→ 課題一覧:
(a) 次の(i)〜(iii)がこども定期演奏会の紹介文の内容と合うかどうか、それぞれ「はい」か「いいえ」で答え、判断の決め手となる紹介文の語句を正確に引用せよ。(i) 今年の演奏会のテーマは「音楽レシピ」である。(ii) 第1回目に紹介するレシピは「リズム」である。(iii) ハーモニーとは、同じ音を重ねて作る響きのことである。
(b) こども定期演奏会の紹介文の続きを、最後の行のあとから書いてください。

→ 抜粋:
飯田有抄(クラシック音楽ファシリテーター)

 みなさん、こんにちは! 今年のこども定期演奏会は「音楽レシピ〜音楽は何でできている?」をテーマに、オーケストラを通じた素敵な音楽をお届けしていきます。第1回目にご紹介するレシピは「ハーモニー」。ハーモニーとは、違う音と音とを重ね合わせて作られる美しい響きのことです。一人で歌うのも楽しいけれど、だれかが一緒に“ハモって”くれると、ぐっと音の豊かさが広がりますよね。今日は素敵なハーモニーに彩られた作品がたくさん登場します。

ベルリオーズ:
『ラコッツィ行進曲』

→ 記録データ:

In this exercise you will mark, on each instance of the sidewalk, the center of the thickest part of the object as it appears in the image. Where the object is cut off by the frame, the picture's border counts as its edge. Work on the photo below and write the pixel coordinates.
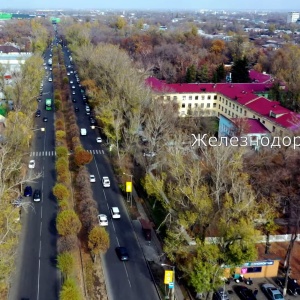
(152, 251)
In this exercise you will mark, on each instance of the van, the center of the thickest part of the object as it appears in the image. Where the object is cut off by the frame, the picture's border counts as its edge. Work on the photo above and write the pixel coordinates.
(83, 131)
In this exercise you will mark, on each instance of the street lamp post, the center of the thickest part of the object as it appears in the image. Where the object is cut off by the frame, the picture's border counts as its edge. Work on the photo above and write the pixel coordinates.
(130, 193)
(173, 277)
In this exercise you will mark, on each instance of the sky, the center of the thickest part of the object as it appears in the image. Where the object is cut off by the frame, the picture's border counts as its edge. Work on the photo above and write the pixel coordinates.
(286, 5)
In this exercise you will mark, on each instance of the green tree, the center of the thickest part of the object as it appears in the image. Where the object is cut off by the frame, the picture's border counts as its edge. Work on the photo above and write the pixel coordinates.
(70, 291)
(98, 241)
(66, 263)
(68, 223)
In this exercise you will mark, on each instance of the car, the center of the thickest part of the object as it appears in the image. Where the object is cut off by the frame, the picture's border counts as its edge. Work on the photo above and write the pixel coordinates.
(220, 294)
(92, 178)
(122, 253)
(102, 220)
(31, 164)
(37, 196)
(149, 154)
(244, 293)
(293, 288)
(271, 291)
(28, 191)
(115, 212)
(105, 181)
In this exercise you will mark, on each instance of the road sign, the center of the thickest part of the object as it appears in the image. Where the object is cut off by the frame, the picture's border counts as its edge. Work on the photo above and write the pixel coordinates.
(168, 276)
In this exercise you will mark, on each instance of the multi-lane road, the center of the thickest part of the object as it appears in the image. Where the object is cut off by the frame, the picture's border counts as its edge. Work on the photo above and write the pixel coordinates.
(37, 276)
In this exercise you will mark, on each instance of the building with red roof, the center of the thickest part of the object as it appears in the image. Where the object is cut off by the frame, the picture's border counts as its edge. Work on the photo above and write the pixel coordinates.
(231, 100)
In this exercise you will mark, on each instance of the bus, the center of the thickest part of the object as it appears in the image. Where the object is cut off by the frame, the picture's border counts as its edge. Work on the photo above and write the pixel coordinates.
(48, 104)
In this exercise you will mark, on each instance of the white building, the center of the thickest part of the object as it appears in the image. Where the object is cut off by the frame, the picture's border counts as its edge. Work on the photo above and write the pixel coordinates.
(293, 17)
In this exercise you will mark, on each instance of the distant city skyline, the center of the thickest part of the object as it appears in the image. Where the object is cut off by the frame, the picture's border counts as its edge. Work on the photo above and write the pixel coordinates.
(271, 5)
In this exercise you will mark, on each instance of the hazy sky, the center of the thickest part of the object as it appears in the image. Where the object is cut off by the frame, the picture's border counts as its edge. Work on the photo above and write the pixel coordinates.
(291, 5)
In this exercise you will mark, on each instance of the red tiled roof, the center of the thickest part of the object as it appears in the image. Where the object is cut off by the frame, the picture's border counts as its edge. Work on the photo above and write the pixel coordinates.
(243, 93)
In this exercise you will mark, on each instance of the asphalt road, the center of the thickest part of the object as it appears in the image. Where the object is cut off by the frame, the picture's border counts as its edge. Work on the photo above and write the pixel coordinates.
(125, 280)
(37, 276)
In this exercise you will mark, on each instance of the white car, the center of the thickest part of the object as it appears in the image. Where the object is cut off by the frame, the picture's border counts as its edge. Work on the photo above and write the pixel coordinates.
(31, 164)
(105, 181)
(92, 178)
(102, 220)
(115, 212)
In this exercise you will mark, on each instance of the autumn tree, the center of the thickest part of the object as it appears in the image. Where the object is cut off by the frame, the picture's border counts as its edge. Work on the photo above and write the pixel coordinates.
(98, 241)
(67, 223)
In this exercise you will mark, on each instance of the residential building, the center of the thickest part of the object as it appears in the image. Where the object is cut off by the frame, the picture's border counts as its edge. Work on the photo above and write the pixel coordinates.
(293, 17)
(230, 100)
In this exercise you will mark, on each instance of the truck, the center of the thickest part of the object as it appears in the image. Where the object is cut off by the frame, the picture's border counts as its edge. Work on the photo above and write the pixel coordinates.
(48, 104)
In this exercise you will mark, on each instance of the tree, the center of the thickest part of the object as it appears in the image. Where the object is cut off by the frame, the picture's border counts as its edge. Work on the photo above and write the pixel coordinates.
(240, 71)
(70, 291)
(98, 241)
(67, 223)
(60, 191)
(66, 263)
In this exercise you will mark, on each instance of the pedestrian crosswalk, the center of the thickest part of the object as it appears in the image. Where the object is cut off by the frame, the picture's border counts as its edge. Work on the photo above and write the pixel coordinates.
(53, 153)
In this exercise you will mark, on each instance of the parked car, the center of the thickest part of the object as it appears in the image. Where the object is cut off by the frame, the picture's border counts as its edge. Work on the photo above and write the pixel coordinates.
(31, 164)
(122, 253)
(105, 181)
(220, 294)
(293, 288)
(102, 220)
(28, 191)
(37, 196)
(271, 291)
(115, 212)
(244, 293)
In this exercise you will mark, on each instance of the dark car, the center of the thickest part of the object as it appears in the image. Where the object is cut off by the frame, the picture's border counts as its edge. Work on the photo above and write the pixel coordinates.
(220, 294)
(293, 288)
(122, 253)
(244, 293)
(37, 196)
(28, 191)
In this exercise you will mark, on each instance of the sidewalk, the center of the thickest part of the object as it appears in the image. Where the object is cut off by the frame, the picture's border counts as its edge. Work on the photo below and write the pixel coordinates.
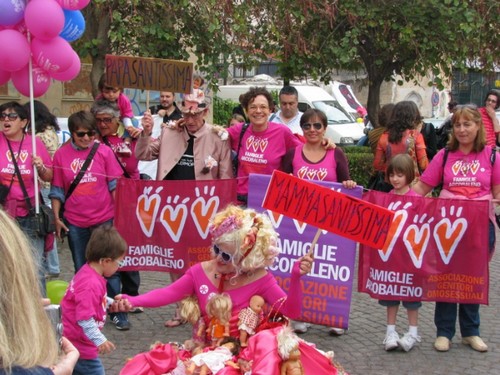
(360, 350)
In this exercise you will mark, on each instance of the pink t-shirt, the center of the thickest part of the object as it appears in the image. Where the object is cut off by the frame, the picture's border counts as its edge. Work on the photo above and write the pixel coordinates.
(260, 152)
(471, 176)
(85, 298)
(23, 152)
(130, 163)
(324, 170)
(196, 282)
(91, 202)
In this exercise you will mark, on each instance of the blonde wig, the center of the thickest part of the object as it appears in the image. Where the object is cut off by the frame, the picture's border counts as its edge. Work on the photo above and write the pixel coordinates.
(252, 235)
(27, 338)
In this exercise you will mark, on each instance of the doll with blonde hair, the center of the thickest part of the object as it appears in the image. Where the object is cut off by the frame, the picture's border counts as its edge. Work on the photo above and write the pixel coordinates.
(190, 312)
(249, 318)
(219, 308)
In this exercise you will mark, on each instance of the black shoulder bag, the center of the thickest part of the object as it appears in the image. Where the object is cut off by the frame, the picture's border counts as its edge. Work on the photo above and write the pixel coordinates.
(106, 142)
(42, 223)
(78, 177)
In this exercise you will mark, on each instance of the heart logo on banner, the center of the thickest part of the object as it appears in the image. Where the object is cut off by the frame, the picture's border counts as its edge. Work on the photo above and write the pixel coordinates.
(147, 210)
(300, 226)
(23, 156)
(301, 173)
(75, 165)
(275, 218)
(447, 237)
(416, 240)
(249, 142)
(395, 229)
(173, 219)
(263, 145)
(202, 211)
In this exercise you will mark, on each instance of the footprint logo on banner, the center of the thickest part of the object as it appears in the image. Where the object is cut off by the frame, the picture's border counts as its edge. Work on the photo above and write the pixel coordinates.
(202, 210)
(398, 222)
(447, 234)
(275, 218)
(416, 238)
(147, 209)
(173, 216)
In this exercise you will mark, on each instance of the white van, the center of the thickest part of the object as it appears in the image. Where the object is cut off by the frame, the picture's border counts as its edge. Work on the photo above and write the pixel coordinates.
(342, 127)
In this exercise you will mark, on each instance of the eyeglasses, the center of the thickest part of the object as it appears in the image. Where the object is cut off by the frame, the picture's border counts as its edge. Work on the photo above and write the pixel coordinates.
(226, 257)
(90, 134)
(106, 120)
(256, 107)
(308, 125)
(11, 116)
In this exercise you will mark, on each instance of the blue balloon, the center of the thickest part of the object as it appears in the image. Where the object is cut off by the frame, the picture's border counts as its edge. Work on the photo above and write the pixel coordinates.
(74, 25)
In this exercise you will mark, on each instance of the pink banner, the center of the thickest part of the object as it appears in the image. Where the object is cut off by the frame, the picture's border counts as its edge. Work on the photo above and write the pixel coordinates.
(436, 250)
(165, 223)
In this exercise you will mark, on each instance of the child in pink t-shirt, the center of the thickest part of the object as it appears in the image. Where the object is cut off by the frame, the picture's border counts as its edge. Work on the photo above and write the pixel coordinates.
(401, 173)
(116, 95)
(85, 302)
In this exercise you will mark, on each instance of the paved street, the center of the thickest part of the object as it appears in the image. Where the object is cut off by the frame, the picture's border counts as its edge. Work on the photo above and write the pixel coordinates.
(360, 350)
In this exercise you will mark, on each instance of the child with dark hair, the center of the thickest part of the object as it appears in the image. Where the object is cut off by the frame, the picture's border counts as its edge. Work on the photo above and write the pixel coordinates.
(114, 94)
(85, 302)
(400, 173)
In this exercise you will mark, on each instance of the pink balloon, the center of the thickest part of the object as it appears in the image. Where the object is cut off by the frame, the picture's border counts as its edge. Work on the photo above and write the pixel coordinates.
(73, 4)
(54, 55)
(44, 18)
(4, 77)
(41, 81)
(70, 73)
(15, 50)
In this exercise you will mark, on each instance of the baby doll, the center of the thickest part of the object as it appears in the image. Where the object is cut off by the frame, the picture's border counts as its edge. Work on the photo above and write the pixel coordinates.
(249, 318)
(215, 360)
(288, 349)
(218, 310)
(191, 313)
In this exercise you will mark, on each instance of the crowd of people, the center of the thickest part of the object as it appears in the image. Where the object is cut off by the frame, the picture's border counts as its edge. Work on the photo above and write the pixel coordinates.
(105, 145)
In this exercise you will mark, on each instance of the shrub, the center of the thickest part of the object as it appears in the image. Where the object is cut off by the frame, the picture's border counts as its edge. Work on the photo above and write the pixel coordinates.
(360, 160)
(223, 110)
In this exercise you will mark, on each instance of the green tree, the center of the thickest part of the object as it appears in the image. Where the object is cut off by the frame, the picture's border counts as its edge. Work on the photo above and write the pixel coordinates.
(383, 37)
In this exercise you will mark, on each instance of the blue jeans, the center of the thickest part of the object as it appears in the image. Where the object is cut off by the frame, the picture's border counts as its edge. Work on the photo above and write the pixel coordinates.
(445, 314)
(78, 239)
(89, 367)
(37, 246)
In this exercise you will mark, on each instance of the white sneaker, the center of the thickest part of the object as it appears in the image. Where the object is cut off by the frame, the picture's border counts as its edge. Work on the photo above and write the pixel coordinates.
(300, 327)
(408, 341)
(336, 331)
(391, 341)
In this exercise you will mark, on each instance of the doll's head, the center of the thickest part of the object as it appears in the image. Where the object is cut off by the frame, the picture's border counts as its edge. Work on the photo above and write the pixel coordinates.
(232, 344)
(257, 303)
(190, 310)
(219, 306)
(288, 344)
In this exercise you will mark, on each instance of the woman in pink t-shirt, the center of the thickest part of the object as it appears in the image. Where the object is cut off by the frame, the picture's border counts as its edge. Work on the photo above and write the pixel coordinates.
(261, 145)
(468, 169)
(16, 147)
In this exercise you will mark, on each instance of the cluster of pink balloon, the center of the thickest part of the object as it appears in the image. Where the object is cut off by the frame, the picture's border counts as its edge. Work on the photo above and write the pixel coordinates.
(52, 25)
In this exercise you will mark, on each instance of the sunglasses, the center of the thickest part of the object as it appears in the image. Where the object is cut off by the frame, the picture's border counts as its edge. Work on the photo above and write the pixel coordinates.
(10, 116)
(90, 134)
(224, 256)
(106, 120)
(308, 125)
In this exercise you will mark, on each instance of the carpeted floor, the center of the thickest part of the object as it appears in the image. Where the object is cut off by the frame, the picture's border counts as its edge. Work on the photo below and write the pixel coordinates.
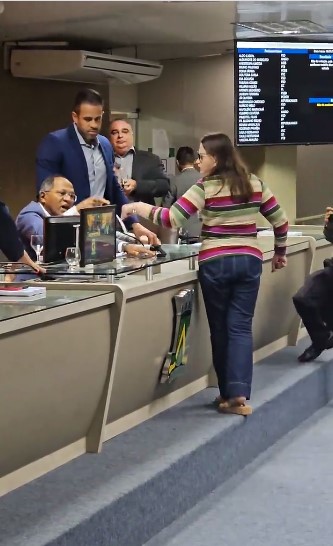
(147, 478)
(284, 498)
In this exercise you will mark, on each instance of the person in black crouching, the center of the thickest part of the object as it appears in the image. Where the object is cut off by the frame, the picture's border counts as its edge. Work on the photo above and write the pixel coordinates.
(314, 303)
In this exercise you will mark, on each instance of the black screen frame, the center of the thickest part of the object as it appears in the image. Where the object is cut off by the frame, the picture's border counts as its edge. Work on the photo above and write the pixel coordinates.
(49, 255)
(83, 231)
(287, 39)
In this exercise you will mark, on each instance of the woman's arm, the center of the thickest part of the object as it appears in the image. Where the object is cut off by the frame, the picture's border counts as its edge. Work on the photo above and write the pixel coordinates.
(188, 204)
(276, 216)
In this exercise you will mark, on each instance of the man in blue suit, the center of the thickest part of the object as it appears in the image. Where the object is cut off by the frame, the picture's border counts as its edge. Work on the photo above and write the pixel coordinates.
(85, 158)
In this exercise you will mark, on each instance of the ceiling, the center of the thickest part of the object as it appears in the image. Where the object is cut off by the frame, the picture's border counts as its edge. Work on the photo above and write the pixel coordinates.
(155, 29)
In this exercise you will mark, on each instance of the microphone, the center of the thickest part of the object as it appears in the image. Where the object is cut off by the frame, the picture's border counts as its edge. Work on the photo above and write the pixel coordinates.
(126, 236)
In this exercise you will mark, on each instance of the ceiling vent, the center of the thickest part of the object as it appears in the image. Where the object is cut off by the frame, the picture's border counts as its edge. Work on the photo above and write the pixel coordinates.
(81, 66)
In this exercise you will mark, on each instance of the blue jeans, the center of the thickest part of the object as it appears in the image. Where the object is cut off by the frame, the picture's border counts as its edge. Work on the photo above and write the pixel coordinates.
(230, 288)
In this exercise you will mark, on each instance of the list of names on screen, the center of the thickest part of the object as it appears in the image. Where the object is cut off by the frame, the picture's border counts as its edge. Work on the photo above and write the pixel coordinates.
(283, 93)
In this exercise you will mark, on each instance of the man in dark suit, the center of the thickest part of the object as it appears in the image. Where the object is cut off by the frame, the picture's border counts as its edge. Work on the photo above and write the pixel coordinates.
(141, 173)
(85, 158)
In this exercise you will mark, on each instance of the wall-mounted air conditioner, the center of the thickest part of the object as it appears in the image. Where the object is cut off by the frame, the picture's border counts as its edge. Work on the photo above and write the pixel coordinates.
(81, 66)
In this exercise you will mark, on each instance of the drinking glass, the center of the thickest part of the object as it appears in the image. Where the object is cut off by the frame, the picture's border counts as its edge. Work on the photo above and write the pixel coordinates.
(36, 242)
(73, 257)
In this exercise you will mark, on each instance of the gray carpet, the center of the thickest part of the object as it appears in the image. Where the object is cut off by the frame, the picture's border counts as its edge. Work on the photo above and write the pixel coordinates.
(283, 498)
(149, 476)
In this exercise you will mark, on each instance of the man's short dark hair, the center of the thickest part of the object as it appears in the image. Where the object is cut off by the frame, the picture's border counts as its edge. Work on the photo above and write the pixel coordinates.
(185, 155)
(48, 183)
(89, 96)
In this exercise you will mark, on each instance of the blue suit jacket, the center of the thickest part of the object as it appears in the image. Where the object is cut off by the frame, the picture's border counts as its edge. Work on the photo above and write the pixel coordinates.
(60, 152)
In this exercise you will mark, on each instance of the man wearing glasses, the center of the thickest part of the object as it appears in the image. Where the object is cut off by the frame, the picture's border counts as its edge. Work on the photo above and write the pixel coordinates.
(140, 173)
(56, 197)
(85, 158)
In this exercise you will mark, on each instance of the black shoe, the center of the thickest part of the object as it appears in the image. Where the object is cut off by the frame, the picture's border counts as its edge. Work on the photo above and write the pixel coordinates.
(311, 353)
(329, 344)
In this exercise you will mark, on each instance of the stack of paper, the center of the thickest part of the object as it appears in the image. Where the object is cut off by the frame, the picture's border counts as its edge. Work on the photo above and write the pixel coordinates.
(19, 293)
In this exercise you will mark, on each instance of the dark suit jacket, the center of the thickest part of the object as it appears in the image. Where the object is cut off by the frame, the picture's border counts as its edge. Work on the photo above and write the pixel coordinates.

→ 解答:
(a)
(i) はい。『今年のこども定期演奏会は「音楽レシピ〜音楽は何でできている?」をテーマに』
(ii) いいえ。『第1回目にご紹介するレシピは「ハーモニー」。』
(iii) いいえ。『ハーモニーとは、違う音と音とを重ね合わせて作られる美しい響きのことです。』

(b)
 本日最初に演奏されるのは、フランスの作曲家エクトル・ベルリオーズ(1803~69)が作曲した『ラコッツィ行進曲』です。この曲が作られた1846年当時、ベルリオーズはヨーロッパのさまざまな都市へと演奏旅行に出かけていました。訪問先の一つに、ペストというハンガリーの街がありました。当時のハンガリーは、ハプスブルク家というオーストリアのお金持ちの貴族に支配されていたのですが、ハンガリーの人々は支配から逃れたい、自分たちの国は自分たちで治めていきたい、という思いが高まっていました。そこでベルリオーズは、ハンガリーで人気のある民謡を用いたオーケストラのためのマーチ『ラコッツィ行進曲』を作曲し、ペストの人々の愛国心を盛り上げたのです。客席にいた人々は大いに感激し、ベルリオーズに大きな喝采を送ったそうです。ベルリオーズ自身もこの行進曲を大変気に入り、同じ頃に作曲していた『ファウストの劫罰』という壮大な音楽劇の中でも使用しました。

スーザ:
『ワシントン・ポスト』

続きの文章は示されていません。